__READING TEXT__:
________
So what's the problem, right?

Well, you see, I'm already worried about the second round matchup against the Chicago Bulls, a matchup that may not even happen. (It most certainly will, though) The Bulls are a tough out, and have been for the past few years, Derrick Rose or no Derrick Rose. They play gritty defense, which is always frightening.

"Oh, for crying out loud, Primo. Relax. The Cavs are picked by almost everyone to go to the NBA Finals. At least the Eastern Conference Finals." Yeah, I know. And it doesn't make me feel better; it actually makes me feel worse.

Let's flashback to May 2010.

2009-2010 seemed like a dream season. The Cavs were rushing towards an NBA championship. 

In the first round, they played the Detroit Pistons and swept them away 4 games to 0. Yeah. Next up were the Atlanta Hawks, an up and coming team. The Cavs swept them away, too, 4 games to 0.

Does everyone know the NBA phrase "fo-fo-fo"? It comes from 1983 when then-Philadelphia 76er Moses Malone was asked about the Sixers chances in the postseason, and he replied "fo, fo, fo," (four, four, four) meaning that they would sweep each of the then-three playoff series enroute to becoming champions. (They actually came close, losing only one game that postseason, to the Milwaukee Bucks.)

That was what people were saying about the Cavs in 2010 as they prepared to face the Orlando Magic in the conference finals. (Technically it would have had to be fo, fo, fo, fo, but that hardly matters when we're all being cutesy.)

I'll never forget that first game. The Cavs were up 58-50 at halftime, and the game wasn't even that close. I was at a friend's house and we stood outside at halftime while he smoked a cigarette, NBA Champion dreams filling our heads, and we talked about how it was obvious the Cavs were going to crush the Magic. 

They didn't. As a matter of fact, they didn't even win that game. In the end, they fell to Orlando 4 games to 2. The Magic shot threes out of their minds and the Cavs were suddenly going home. The Magic came back to earth in the Finals series against the Los Angeles Lakers, losing 4 games to 1. 

Could the Cavs have beaten the Los Angeles Lakers in 2010? Does it really matter?
________
Can you restate the passage about the Cavs' 2010 playoff run, starting at the words "In the first" and ending after "all being cutesy.)", and substitute "Malone" for "Moses Malone"?

Data records
________
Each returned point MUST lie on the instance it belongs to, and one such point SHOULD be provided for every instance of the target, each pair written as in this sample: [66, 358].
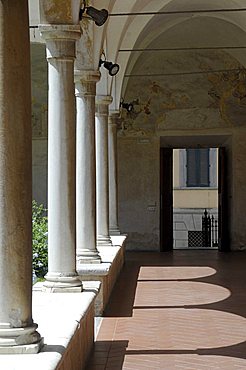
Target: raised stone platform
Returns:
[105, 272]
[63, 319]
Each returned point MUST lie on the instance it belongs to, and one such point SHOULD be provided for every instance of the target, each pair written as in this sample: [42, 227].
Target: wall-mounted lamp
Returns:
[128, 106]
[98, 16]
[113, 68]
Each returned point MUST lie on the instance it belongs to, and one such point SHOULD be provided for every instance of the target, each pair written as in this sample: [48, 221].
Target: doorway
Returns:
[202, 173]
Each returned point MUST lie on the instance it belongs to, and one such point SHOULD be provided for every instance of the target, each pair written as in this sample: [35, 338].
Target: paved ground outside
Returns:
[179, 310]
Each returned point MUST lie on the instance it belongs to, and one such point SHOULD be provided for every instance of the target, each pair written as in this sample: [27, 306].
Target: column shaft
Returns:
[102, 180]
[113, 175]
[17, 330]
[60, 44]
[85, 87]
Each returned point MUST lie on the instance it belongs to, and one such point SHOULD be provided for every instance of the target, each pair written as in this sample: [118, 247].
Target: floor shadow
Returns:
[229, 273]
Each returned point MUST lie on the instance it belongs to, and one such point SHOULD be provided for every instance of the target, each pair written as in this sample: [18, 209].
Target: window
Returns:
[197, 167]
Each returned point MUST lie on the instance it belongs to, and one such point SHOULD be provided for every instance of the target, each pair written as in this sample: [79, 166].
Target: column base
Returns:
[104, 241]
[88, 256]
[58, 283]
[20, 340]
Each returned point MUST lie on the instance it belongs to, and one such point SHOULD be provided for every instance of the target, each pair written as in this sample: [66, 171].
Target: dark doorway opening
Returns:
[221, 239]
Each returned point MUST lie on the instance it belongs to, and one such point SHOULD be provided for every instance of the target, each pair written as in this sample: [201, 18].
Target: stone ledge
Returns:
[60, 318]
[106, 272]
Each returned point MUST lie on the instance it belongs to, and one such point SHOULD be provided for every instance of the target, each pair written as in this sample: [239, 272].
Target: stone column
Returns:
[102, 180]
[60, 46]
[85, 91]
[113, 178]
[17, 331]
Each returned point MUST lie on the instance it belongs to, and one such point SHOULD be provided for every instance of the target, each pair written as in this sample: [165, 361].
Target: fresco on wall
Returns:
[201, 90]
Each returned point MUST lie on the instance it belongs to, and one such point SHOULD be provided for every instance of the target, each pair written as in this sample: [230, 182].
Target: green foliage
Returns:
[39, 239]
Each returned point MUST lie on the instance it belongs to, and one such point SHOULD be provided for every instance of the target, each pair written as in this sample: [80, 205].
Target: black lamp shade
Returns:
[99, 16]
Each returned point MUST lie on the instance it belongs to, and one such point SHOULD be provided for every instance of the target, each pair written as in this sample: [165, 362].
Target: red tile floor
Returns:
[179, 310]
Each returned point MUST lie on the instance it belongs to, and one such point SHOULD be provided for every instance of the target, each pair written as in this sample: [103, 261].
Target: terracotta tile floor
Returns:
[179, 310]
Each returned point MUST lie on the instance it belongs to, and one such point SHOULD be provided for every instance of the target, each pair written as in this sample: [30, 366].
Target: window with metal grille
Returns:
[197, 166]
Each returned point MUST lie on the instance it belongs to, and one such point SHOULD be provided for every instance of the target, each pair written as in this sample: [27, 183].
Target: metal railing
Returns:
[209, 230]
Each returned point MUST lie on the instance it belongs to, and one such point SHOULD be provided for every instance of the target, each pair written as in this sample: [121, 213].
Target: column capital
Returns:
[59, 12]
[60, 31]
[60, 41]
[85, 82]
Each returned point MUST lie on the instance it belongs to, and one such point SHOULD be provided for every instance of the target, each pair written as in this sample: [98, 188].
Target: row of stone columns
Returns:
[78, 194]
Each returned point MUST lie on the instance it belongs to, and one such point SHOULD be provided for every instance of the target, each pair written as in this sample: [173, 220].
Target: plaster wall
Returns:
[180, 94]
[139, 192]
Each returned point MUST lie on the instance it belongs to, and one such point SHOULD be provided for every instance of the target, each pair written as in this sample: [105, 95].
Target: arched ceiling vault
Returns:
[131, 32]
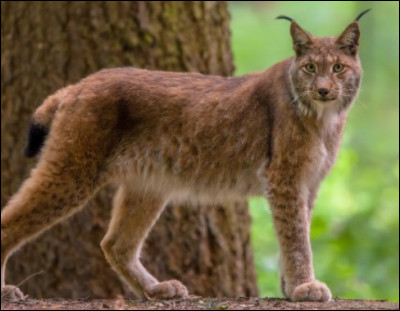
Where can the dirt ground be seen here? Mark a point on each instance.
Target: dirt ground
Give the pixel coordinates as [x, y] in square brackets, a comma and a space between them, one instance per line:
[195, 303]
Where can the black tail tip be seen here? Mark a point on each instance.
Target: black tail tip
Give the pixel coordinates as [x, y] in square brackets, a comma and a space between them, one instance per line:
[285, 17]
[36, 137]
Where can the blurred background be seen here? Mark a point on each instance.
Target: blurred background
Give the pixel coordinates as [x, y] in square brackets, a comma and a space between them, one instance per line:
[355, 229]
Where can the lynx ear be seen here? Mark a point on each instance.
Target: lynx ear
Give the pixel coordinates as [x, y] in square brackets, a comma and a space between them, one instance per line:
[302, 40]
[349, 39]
________
__TASK RESPONSE__:
In the first round, they played the Detroit Pistons and swept them away 4 games to 0. Yeah. Next up were the Atlanta Hawks, an up and coming team. The Cavs swept them away, too, 4 games to 0.

Does everyone know the NBA phrase "fo-fo-fo"? It comes from 1983 when then-Philadelphia 76er Malone was asked about the Sixers chances in the postseason, and he replied "fo, fo, fo," (four, four, four) meaning that they would sweep each of the then-three playoff series enroute to becoming champions. (They actually came close, losing only one game that postseason, to the Milwaukee Bucks.)

That was what people were saying about the Cavs in 2010 as they prepared to face the Orlando Magic in the conference finals. (Technically it would have had to be fo, fo, fo, fo, but that hardly matters when we're all being cutesy.)